## Given instruction
Retype the complete listing exactly as it appears.

[Rows from a pointing dataset]
..........

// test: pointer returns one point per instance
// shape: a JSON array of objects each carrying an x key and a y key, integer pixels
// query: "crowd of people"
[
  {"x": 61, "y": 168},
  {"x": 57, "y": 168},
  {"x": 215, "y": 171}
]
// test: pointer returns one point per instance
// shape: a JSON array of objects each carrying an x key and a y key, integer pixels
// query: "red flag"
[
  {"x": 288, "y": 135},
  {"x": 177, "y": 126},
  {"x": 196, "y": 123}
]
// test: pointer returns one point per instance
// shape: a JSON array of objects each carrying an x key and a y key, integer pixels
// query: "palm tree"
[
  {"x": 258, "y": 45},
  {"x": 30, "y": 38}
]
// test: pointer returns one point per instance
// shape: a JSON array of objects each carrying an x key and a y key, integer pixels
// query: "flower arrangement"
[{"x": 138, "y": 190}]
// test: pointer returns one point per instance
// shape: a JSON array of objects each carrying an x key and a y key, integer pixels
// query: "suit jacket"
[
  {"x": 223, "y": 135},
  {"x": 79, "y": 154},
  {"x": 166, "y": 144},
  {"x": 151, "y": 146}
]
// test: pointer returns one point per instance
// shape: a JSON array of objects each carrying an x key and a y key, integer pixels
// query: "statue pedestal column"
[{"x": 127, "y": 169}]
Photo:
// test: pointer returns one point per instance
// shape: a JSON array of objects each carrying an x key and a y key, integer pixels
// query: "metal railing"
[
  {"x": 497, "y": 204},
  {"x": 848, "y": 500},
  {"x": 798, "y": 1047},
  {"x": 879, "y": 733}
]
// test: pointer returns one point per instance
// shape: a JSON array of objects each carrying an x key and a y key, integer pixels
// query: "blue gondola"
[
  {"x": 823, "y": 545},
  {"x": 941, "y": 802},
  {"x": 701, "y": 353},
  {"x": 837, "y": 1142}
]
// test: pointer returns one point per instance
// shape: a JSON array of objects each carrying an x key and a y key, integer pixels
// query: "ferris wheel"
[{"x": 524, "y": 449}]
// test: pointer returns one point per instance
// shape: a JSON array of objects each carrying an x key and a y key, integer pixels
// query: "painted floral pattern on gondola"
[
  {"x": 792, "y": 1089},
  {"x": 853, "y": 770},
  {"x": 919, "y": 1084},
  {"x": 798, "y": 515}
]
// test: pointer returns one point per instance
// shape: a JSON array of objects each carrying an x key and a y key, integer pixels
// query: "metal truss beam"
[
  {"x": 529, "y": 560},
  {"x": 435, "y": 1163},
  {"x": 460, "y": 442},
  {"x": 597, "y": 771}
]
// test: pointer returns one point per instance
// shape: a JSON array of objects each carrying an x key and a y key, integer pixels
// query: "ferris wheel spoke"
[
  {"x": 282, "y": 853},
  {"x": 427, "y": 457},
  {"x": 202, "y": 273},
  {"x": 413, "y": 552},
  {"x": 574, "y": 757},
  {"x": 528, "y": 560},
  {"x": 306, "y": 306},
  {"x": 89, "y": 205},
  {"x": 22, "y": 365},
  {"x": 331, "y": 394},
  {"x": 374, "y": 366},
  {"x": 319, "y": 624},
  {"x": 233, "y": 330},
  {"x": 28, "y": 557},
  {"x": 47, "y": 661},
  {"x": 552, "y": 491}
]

..........

## Answer to this exercise
// test: pointer returns one point per instance
// shape: a JSON array of objects each carrying an x key and a y key, integer pixels
// query: "crowd of people"
[
  {"x": 61, "y": 168},
  {"x": 57, "y": 168},
  {"x": 215, "y": 171}
]
// test: pointer returns one point per instance
// shape: a JSON array of objects each carrying an x key and a y key, integer pixels
// query: "red flag"
[
  {"x": 288, "y": 135},
  {"x": 177, "y": 126},
  {"x": 196, "y": 123}
]
// test: pointer returns one point per instance
// shape: a JSON array of objects each carrying an x key and a y key, integer pixels
// query: "palm tree"
[
  {"x": 258, "y": 45},
  {"x": 30, "y": 38}
]
// test: pointer returns one point per instance
// shape: a JSON array of objects each carrying an x key and a y key, integer pixels
// query: "flower arrangement"
[{"x": 138, "y": 190}]
// test: pointer returns one point per instance
// shape: a JSON array of objects each carrying an x key and a y key, integer pixels
// query: "suit jacket"
[
  {"x": 223, "y": 135},
  {"x": 79, "y": 154},
  {"x": 166, "y": 144},
  {"x": 151, "y": 146}
]
// test: pointer returns one point per instance
// shape: a JSON array of objects each carrying an x key and a y key, integer pixels
// query: "statue pedestal column"
[{"x": 127, "y": 169}]
Photo:
// test: pointer returns one point per instance
// shape: a JSON array of objects each carrying an x key and a y key, integer pixels
// query: "metal railing"
[
  {"x": 497, "y": 204},
  {"x": 848, "y": 500},
  {"x": 798, "y": 1047},
  {"x": 879, "y": 733}
]
// test: pointer returns one point per instance
// shape: a JSON array of objects each carrying an x key and a y key, integer pixels
// query: "blue gondola"
[
  {"x": 823, "y": 545},
  {"x": 941, "y": 802},
  {"x": 701, "y": 353},
  {"x": 837, "y": 1142}
]
// test: pointer returns one point per instance
// shape: a JSON array of objects each carrying an x key and a y key, integer pixels
// query: "ferris wheel"
[{"x": 524, "y": 449}]
// test: pointer returns one point per instance
// shape: a JSON array of objects each carrying an x key and a y key, integer pixels
// query: "painted floral pattern on gondola"
[
  {"x": 792, "y": 1089},
  {"x": 853, "y": 770},
  {"x": 919, "y": 1084},
  {"x": 798, "y": 515}
]
// test: pointer returns one point per instance
// shape: a JSON array of objects each carrying an x key and a y key, integer pixels
// query: "metal truss beam"
[
  {"x": 529, "y": 560},
  {"x": 435, "y": 1163},
  {"x": 460, "y": 442},
  {"x": 597, "y": 771}
]
// test: pointer returns one point per instance
// shape: a JSON array of objects each carrying an x key and a y key, integer pixels
// query: "ferris wheel spoke"
[
  {"x": 282, "y": 853},
  {"x": 427, "y": 457},
  {"x": 202, "y": 273},
  {"x": 413, "y": 552},
  {"x": 574, "y": 757},
  {"x": 528, "y": 560},
  {"x": 306, "y": 306},
  {"x": 89, "y": 205},
  {"x": 22, "y": 365},
  {"x": 331, "y": 394},
  {"x": 374, "y": 366},
  {"x": 319, "y": 624},
  {"x": 233, "y": 330},
  {"x": 28, "y": 557},
  {"x": 47, "y": 661},
  {"x": 552, "y": 491}
]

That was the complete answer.